Would you reproduce all of the entries below, character for character?

BEGIN SOURCE MATERIAL

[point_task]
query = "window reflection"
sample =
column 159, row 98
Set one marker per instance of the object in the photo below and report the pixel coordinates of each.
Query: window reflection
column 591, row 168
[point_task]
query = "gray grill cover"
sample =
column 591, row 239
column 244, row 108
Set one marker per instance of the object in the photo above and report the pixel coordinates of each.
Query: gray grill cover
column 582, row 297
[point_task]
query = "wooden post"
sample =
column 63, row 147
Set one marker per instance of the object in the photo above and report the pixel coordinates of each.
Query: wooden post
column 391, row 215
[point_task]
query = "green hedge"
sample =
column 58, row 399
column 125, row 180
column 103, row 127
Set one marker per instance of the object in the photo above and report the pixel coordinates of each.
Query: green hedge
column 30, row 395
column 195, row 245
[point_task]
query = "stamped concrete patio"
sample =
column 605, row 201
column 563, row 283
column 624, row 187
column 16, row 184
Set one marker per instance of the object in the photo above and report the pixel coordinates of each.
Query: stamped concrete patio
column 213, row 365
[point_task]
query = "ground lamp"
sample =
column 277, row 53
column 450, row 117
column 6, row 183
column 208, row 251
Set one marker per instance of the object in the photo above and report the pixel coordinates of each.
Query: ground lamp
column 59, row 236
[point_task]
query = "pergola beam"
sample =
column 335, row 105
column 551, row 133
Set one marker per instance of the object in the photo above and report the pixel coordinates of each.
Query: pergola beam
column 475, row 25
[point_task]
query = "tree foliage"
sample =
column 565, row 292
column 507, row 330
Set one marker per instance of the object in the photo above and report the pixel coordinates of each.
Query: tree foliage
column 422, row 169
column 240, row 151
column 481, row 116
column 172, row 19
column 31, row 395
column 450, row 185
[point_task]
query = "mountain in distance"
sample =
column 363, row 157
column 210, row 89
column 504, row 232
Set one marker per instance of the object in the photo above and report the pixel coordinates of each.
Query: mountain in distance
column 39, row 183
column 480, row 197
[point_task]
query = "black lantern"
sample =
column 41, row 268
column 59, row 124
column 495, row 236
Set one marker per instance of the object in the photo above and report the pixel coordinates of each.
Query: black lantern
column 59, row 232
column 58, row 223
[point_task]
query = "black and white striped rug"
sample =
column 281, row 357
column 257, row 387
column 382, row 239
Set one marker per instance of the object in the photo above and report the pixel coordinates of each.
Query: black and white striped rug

END SOURCE MATERIAL

### ANSWER BOX
[point_task]
query = "window reflection"
sample =
column 159, row 98
Set one marker per instance of the object in the photo below and report the pixel coordinates of each.
Query: window reflection
column 591, row 168
[point_task]
query = "gray grill cover"
sample =
column 591, row 239
column 244, row 108
Set one marker per instance of the object in the photo above and report the pixel coordinates of each.
Query: gray grill cover
column 582, row 297
[point_task]
query = "wooden post"
sample =
column 63, row 147
Set one marker per instance of the object in the photo above and report the pixel coordinates of each.
Query: wooden post
column 391, row 215
[point_task]
query = "green hedge"
sample =
column 58, row 399
column 125, row 180
column 103, row 127
Set one marker per instance of the object in the photo above and report the pixel coordinates of each.
Query: green hedge
column 30, row 395
column 195, row 245
[point_task]
query = "stamped concrete patio"
sample =
column 605, row 201
column 563, row 283
column 624, row 187
column 16, row 184
Set one marker per instance of the object in the photo above and report the pixel coordinates of each.
Query: stamped concrete patio
column 213, row 365
[point_task]
query = "ground lamp"
sample =
column 277, row 53
column 450, row 117
column 6, row 183
column 208, row 251
Set one marker per instance of the object in the photo above and report the pixel coordinates of each.
Query: ground lamp
column 59, row 236
[point_task]
query = "pergola beam"
sample =
column 335, row 105
column 551, row 133
Set one marker per instance of the object in the photo above and report the pixel coordinates of each.
Query: pergola beam
column 475, row 25
[point_task]
query = "tree foliage"
sample =
column 565, row 292
column 507, row 330
Set one marker per instance of the object in the photo above and report the pixel coordinates of each.
Query: tree foliage
column 422, row 169
column 240, row 151
column 481, row 116
column 172, row 19
column 31, row 395
column 450, row 185
[point_task]
query = "mountain in distance"
sample =
column 363, row 157
column 210, row 89
column 504, row 232
Set one marker per instance of the object in the photo above and report the pixel coordinates of each.
Query: mountain in distance
column 39, row 183
column 480, row 197
[point_task]
query = "black lantern"
sample =
column 41, row 268
column 59, row 124
column 495, row 236
Set one marker per instance of the object in the photo above and report the pixel coordinates of each.
Query: black lantern
column 59, row 232
column 58, row 223
[point_task]
query = "black and white striped rug"
sample =
column 281, row 357
column 257, row 387
column 382, row 239
Set one marker per instance of the object in the photo above and report the pixel coordinates of each.
Query: black and white striped rug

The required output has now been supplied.